# Exercice
Poursuivez l'entretien sur l'emploi et la prestation dépendance à partir de sa dernière réplique.

# Texte source
=====

J. Barrot : Ah oui, mais on oublie qu’en Grande-Bretagne il n’y a pas 160 000 jeunes qui arrivent chaque année, comme en France, sur le marché du travail. Et puis n’exagérons rien, les Anglais ne créent pas d’emplois. Nous, depuis un an, malgré un taux de croissance qui tourne autour de 1 % nous n’avons perdu que 18 000 emplois salariés. Ça veut dire que si l’année prochaine on fait plus de deux, on doit créer plus d’emplois.
P. Lapousterle : L’emploi ira mieux l’an prochain ?
J. Barrot : Pas de désespoir dans ce pays, simplement il faut que la croissance s’améliore. Nous nous sommes débrouillés – je trouve que c’est un bon résultat – à ce que la croissance soit plus riche en emplois. Désormais, dès que la croissance est à 1,5 % par an, on ne perd plus d’emplois. Ce n’était pas vrai en 1992 parce qu’on en perdait avec 1,5 % de croissance. Il y a donc une croissance française qui s’enrichit en emplois par l’aménagement du temps de travail, par le recours à un temps partiel choisi, etc. On a fait des efforts, ils porteront leurs fruits.
P. Lapousterle : L’Assemblée a adopté hier la prestation dépendance. Quand ? Pour qui ? Est-ce que cela améliorera le sort de ceux qui ont déjà une allocation compensatrice dite de tierce personne ?
J. Barrot : Je commence par la fin : oui, cela l’améliorera, parce que désormais la prestation spécifique dépendance se traduira en heures de services pour la personne âgée elle-même. Cela créera aussi des emplois. Pour qui ? Pour tous ceux dont les ressources sont en dessous d’un plafond qui est situé autour de 10 000 francs par mois.
P. Lapousterle : Tout le monde y aura droit, tous ceux qui toucheront 10 000 francs par mois et qui en ont besoin ?
J. Barrot : Il est bien entendu que l’allocation variera, bien sûr, en fonction du revenu. Mais on peut estimer que dans les cas de personnes âgées très dépendantes, la prestation pourra aller jusqu’à 5 400 francs par mois. C’est dire que le dispositif est plus généreux qu’on ne voulait bien le dire parce que le Parlement a bien travaillé. Je rends hommage au Sénat notamment, qui a pris l’initiative de cette démarche. J’y ai aussi beaucoup travaillé au nom du gouvernement et je dis : « Rendez-vous en 1997, les choses vont vraiment s’améliorer de ce côté-là ».

=====

# Entrées tirées d'une collection
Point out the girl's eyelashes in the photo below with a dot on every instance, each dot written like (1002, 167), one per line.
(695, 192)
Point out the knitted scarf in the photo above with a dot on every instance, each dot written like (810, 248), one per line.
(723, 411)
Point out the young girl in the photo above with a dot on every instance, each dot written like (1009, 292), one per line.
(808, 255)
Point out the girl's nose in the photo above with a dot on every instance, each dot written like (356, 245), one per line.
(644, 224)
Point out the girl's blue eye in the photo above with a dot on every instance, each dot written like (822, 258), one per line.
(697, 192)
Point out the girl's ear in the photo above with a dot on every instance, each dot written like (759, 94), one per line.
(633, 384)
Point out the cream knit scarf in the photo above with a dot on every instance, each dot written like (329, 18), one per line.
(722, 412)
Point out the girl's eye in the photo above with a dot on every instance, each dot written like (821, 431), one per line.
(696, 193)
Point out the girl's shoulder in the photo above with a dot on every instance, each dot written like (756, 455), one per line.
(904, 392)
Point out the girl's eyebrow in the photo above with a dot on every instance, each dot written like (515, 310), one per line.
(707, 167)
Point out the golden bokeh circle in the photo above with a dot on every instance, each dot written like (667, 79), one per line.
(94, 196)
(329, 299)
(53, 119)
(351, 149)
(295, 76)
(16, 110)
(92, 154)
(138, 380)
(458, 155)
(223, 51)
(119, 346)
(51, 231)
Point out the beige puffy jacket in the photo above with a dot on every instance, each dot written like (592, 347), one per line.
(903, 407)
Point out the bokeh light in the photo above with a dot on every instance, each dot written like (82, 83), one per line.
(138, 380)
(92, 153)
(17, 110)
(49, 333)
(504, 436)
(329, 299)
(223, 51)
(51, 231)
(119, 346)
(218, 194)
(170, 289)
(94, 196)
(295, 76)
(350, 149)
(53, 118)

=====

# Résultat attendu
P. Lapousterle : Quand ?
J. Barrot : Cela va commencer début janvier. Cela dépendra aussi de la vigilance des départements à mettre en place toute l’équipe médico-sociale. Car il y aura une équipe qui se rendra chez la personne âgée pour voir selon une grille quel est son état de dépendance. Tout cela se fera de manière juste et objective.
P. Lapousterle : Il y a trente-cinq lignes en ce moment sur certaines fiches de paye. Elles vont diminuer de combien ? D’une ligne, deux lignes ?
J. Barrot : On ne va pas tout faire d’un seul coup. J’annonce qu’au lieu de modifier deux fois le plafond de la Sécurité sociale, on ne le fera qu’une fois, qu’il n’y aura qu’une ligne pour le RDS et la CSG. Déjà, les progrès vont commencer début 1997, et puis il y a l’idée que le groupe Turbo nous a donnée, c’est qu’on peut avoir une fiche de paye complète chaque année et chaque mois, une fiche de paye très simplifiée. L’objectif est, en effet, de descendre à dix lignes et en dessous de dix lignes au lieu de plus de trente aujourd’hui. Le mouvement est engagé.